#### RECORDS PROVIDED:
>>>
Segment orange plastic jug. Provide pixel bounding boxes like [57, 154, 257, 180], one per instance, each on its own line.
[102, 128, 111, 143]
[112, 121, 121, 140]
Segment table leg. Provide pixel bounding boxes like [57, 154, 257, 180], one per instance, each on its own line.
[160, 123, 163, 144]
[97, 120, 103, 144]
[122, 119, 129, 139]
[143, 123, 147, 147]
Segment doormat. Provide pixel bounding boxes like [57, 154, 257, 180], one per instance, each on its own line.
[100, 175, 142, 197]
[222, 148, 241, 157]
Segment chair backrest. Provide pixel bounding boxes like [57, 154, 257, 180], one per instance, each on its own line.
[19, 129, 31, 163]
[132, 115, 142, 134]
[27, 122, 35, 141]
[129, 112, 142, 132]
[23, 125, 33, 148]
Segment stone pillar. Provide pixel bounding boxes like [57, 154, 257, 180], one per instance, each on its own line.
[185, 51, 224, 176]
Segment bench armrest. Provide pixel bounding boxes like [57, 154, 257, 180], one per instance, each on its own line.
<<<
#### EXERCISE REQUIREMENTS:
Keep to the lines from the one containing "Segment doormat. Provide" to the end of the entries above, and retype them exactly.

#### PROBLEM SOLUTION:
Segment doormat. Provide pixel bounding boxes like [57, 154, 257, 180], one per instance, each on its own line.
[100, 175, 142, 197]
[222, 148, 241, 157]
Segment chair backrest. Provide pixel bounding boxes like [57, 154, 257, 180], one per instance, each on its own line.
[19, 129, 31, 163]
[132, 115, 142, 134]
[27, 122, 35, 141]
[129, 112, 142, 132]
[23, 125, 33, 148]
Segment stone pillar. Provide pixel bounding boxes like [57, 154, 257, 180], one per instance, each on its own line.
[185, 51, 224, 176]
Segment bench armrest. Provide pixel bounding boxes like [57, 154, 257, 180], one per instance, each on its own line.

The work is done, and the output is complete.